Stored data
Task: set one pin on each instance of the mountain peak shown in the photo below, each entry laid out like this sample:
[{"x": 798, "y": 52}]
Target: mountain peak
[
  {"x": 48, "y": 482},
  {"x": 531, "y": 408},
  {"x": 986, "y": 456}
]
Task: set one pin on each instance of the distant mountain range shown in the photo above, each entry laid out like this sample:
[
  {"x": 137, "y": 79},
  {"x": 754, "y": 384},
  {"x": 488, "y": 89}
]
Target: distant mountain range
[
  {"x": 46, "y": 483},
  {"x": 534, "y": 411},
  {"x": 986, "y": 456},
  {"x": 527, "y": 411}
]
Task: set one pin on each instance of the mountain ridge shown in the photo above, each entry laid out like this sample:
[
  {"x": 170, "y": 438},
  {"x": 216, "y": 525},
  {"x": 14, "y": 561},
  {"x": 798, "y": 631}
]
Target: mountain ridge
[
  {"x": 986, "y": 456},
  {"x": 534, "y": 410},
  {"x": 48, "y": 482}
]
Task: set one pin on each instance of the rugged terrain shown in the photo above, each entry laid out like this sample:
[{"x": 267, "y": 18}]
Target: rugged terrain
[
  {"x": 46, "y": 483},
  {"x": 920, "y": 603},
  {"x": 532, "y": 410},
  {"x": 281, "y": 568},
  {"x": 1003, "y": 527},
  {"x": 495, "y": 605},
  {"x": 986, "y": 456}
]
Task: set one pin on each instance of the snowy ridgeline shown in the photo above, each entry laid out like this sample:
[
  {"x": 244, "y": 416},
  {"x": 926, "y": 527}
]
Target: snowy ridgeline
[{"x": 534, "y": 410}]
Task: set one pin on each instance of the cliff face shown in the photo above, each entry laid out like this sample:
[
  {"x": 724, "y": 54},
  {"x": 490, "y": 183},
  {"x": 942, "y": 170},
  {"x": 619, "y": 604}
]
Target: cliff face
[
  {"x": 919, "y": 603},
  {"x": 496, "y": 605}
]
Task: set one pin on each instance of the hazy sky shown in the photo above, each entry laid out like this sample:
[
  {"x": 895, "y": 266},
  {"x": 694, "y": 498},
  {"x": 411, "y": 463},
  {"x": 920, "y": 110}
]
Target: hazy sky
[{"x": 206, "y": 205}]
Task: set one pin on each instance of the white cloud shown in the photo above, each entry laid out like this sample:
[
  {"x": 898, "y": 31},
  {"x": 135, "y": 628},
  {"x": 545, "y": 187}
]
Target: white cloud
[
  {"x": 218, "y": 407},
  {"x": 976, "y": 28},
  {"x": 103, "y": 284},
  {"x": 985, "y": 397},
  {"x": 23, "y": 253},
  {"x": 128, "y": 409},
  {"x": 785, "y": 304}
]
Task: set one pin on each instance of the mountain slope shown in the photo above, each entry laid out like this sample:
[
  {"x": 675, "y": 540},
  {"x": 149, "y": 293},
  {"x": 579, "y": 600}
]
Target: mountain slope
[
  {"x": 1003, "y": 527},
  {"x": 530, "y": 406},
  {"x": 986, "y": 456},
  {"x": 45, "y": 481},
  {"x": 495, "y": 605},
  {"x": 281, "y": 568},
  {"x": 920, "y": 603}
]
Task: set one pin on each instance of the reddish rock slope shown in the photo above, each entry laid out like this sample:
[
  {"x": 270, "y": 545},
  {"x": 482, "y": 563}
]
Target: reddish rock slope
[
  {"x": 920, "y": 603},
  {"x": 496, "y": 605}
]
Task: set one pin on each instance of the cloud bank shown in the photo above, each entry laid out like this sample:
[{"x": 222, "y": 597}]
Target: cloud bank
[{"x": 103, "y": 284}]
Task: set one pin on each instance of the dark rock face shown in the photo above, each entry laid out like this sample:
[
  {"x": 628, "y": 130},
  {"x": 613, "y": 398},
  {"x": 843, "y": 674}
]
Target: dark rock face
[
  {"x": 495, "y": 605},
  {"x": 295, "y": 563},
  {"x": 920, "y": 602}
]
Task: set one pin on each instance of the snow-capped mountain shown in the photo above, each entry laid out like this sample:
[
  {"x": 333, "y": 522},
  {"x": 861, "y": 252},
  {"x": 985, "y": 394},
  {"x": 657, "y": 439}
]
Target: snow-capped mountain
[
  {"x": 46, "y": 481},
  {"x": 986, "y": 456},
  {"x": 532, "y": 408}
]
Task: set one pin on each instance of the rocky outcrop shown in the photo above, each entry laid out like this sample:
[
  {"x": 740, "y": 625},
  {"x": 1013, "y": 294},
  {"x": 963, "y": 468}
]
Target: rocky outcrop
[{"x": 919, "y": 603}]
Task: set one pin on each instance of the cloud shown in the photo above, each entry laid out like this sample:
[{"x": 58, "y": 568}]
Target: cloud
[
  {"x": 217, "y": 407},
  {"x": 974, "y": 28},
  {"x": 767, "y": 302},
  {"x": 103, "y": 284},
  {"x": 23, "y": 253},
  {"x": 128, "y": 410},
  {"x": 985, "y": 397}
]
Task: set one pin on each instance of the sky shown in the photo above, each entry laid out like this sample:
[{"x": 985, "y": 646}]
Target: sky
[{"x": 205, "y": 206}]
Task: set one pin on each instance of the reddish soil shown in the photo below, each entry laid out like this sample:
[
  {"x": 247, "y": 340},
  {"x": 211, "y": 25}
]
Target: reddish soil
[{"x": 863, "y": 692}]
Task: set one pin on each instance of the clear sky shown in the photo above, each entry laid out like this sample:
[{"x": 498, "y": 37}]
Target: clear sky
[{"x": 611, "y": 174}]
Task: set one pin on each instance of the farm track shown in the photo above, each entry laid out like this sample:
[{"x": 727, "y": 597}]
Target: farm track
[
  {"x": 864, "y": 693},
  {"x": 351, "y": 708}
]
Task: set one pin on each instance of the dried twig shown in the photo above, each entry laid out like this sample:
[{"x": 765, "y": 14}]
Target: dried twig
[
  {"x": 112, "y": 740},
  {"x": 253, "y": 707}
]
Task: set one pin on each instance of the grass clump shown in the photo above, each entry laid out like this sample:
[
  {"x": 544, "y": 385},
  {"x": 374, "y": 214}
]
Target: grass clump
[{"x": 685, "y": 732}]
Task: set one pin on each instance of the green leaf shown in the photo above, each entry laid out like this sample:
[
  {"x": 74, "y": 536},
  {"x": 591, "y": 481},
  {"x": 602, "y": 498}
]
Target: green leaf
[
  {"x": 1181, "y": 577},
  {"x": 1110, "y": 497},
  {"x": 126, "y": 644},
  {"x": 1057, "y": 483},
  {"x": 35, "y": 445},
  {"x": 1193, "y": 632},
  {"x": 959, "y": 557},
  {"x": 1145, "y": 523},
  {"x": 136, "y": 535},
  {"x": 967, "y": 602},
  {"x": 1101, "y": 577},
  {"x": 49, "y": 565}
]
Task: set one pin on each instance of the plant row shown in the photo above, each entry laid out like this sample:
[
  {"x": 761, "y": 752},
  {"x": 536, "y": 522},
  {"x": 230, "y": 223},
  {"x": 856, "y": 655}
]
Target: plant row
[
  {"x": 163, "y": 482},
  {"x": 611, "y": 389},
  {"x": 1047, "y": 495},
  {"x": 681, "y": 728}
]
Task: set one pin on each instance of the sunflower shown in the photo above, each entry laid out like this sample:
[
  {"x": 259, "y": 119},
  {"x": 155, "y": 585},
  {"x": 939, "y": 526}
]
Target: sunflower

▶ [Exercise instructions]: Rewrite every one of the rows above, substituting "place a single marker" for each occurrence of "set one pin" and keeping all other text the same.

▶ [Solution to this problem]:
Task: place a single marker on each instance of the mountain peak shown in the photo below, each entry laid out like this sample:
[{"x": 798, "y": 52}]
Target: mountain peak
[
  {"x": 48, "y": 482},
  {"x": 531, "y": 408},
  {"x": 986, "y": 456}
]
Task: place a single marker on each instance of the distant mountain range shown in the photo above, each entry laid out like this sample:
[
  {"x": 137, "y": 79},
  {"x": 754, "y": 384},
  {"x": 488, "y": 89}
]
Target: distant mountain range
[
  {"x": 46, "y": 483},
  {"x": 534, "y": 411},
  {"x": 986, "y": 456},
  {"x": 527, "y": 411}
]
Task: place a single marker on each instance of the mountain ridge shown in the photo above, each entry laid out like this sample:
[
  {"x": 170, "y": 438},
  {"x": 216, "y": 525},
  {"x": 14, "y": 561},
  {"x": 798, "y": 631}
]
Target: mountain ridge
[
  {"x": 986, "y": 456},
  {"x": 534, "y": 410},
  {"x": 48, "y": 482}
]
Task: place a single marker on each instance of the rugged terrain shown in the photo above, each entry laid out like this sample:
[{"x": 267, "y": 18}]
Target: rugged terrain
[
  {"x": 46, "y": 483},
  {"x": 920, "y": 603},
  {"x": 532, "y": 410},
  {"x": 281, "y": 568},
  {"x": 1003, "y": 527},
  {"x": 495, "y": 605},
  {"x": 986, "y": 456}
]
Task: place a single marker on each instance of the snowy ridgeline shown in the photo above, each entry laid out like this sample:
[
  {"x": 244, "y": 416},
  {"x": 926, "y": 527}
]
Target: snowy ridgeline
[{"x": 534, "y": 410}]
Task: place a single marker on each instance of the cliff face shown in the photo above, each entry laid out like this sample:
[
  {"x": 724, "y": 54},
  {"x": 490, "y": 183},
  {"x": 942, "y": 170},
  {"x": 619, "y": 604}
]
Target: cliff face
[
  {"x": 919, "y": 603},
  {"x": 496, "y": 605}
]
Task: place a single marker on each instance of the hazy sky shown in the photo above, each entry laid out like this sample:
[
  {"x": 895, "y": 266},
  {"x": 694, "y": 498},
  {"x": 411, "y": 463},
  {"x": 920, "y": 110}
]
Target: hazy sky
[{"x": 206, "y": 205}]
Task: place a single marker on each instance of the white cloud shown in the photo above, each entry laid out like this sample:
[
  {"x": 898, "y": 31},
  {"x": 135, "y": 628},
  {"x": 545, "y": 187}
]
Target: white cloud
[
  {"x": 218, "y": 407},
  {"x": 976, "y": 28},
  {"x": 103, "y": 284},
  {"x": 985, "y": 397},
  {"x": 23, "y": 253},
  {"x": 128, "y": 409},
  {"x": 785, "y": 304}
]
Task: place a single marker on each instance of the mountain slope shown in the photo above, each entry laid out like this sample:
[
  {"x": 675, "y": 540},
  {"x": 149, "y": 293},
  {"x": 579, "y": 600}
]
Target: mountain slope
[
  {"x": 1003, "y": 527},
  {"x": 530, "y": 406},
  {"x": 986, "y": 456},
  {"x": 45, "y": 481},
  {"x": 495, "y": 605},
  {"x": 281, "y": 568},
  {"x": 920, "y": 603}
]
Task: place a single marker on each instance of the reddish rock slope shown in the photo above, each entry laid out like this sample:
[
  {"x": 270, "y": 545},
  {"x": 482, "y": 563}
]
Target: reddish rock slope
[
  {"x": 920, "y": 603},
  {"x": 496, "y": 605}
]
Task: place a single marker on each instance of the cloud bank shown in the photo above, each entry laid out like this sample:
[{"x": 222, "y": 597}]
Target: cloud bank
[{"x": 103, "y": 284}]
Task: place a single marker on each instance of the dark rock face shown in the photo above, each entry laid out like this sample:
[
  {"x": 628, "y": 130},
  {"x": 613, "y": 398},
  {"x": 843, "y": 674}
]
Target: dark rock face
[
  {"x": 495, "y": 605},
  {"x": 295, "y": 563},
  {"x": 920, "y": 602}
]
Task: place a single marker on each instance of the snow-capped mountain shown in the photo above, each entry laid out like this sample:
[
  {"x": 333, "y": 522},
  {"x": 861, "y": 252},
  {"x": 985, "y": 394},
  {"x": 657, "y": 439}
]
Target: snow-capped mountain
[
  {"x": 46, "y": 481},
  {"x": 986, "y": 456},
  {"x": 532, "y": 408}
]
Task: place a single marker on each instance of the rocky outcrop shown in the photo above, each entry laid out like this sample:
[
  {"x": 740, "y": 625},
  {"x": 1013, "y": 294},
  {"x": 963, "y": 468}
]
Target: rocky outcrop
[{"x": 919, "y": 603}]
Task: place a single marker on each instance of the cloud shown in the photo above, each entry laid out like this sample:
[{"x": 58, "y": 568}]
Target: cloud
[
  {"x": 217, "y": 407},
  {"x": 974, "y": 28},
  {"x": 767, "y": 302},
  {"x": 103, "y": 284},
  {"x": 23, "y": 253},
  {"x": 128, "y": 410},
  {"x": 985, "y": 397}
]
Task: place a single marker on each instance of the sky shown in the photo above, each entry laid out like this sample:
[{"x": 985, "y": 646}]
Target: sky
[{"x": 205, "y": 206}]
Task: place a single marker on each instance of the reddish soil shown in the photo below, each entry laid out like this sample:
[
  {"x": 247, "y": 340},
  {"x": 211, "y": 25}
]
Target: reddish soil
[{"x": 863, "y": 692}]
Task: place a single marker on each instance of the clear sky shown in the photo above, each entry laid out like this sample:
[{"x": 498, "y": 37}]
Target: clear sky
[{"x": 611, "y": 174}]
Task: place a single marker on each instance of the farm track shown in the photo above, each entry laid out like this sample:
[{"x": 727, "y": 597}]
Target: farm track
[
  {"x": 864, "y": 693},
  {"x": 351, "y": 708}
]
Task: place a single marker on each instance of the dried twig shown in the photo above, each entry laid out like this sample:
[{"x": 765, "y": 14}]
Target: dried twig
[
  {"x": 112, "y": 740},
  {"x": 253, "y": 707}
]
Task: place a single marker on each instance of the grass clump shown in the photo above, each entry laid out like this sample:
[
  {"x": 544, "y": 385},
  {"x": 374, "y": 214}
]
Target: grass clump
[{"x": 685, "y": 732}]
Task: place a single marker on each instance of the green leaf shown in the photo above, each entry laid out like this sample:
[
  {"x": 74, "y": 536},
  {"x": 591, "y": 481},
  {"x": 602, "y": 498}
]
Target: green leaf
[
  {"x": 1181, "y": 577},
  {"x": 1110, "y": 497},
  {"x": 126, "y": 644},
  {"x": 1057, "y": 483},
  {"x": 35, "y": 445},
  {"x": 1193, "y": 632},
  {"x": 959, "y": 557},
  {"x": 1145, "y": 523},
  {"x": 136, "y": 535},
  {"x": 967, "y": 602},
  {"x": 1101, "y": 577},
  {"x": 49, "y": 565}
]
Task: place a single marker on each instance of the plant row shown in the photo above, each entry laid out like this sample:
[
  {"x": 761, "y": 752},
  {"x": 536, "y": 522},
  {"x": 230, "y": 223},
  {"x": 856, "y": 655}
]
Target: plant row
[
  {"x": 163, "y": 482},
  {"x": 611, "y": 389},
  {"x": 1047, "y": 495},
  {"x": 681, "y": 728}
]
Task: place a single marker on each instance of the sunflower shown in the photo above, each entry laid out like this sample:
[
  {"x": 259, "y": 119},
  {"x": 155, "y": 585},
  {"x": 939, "y": 526}
]
Target: sunflower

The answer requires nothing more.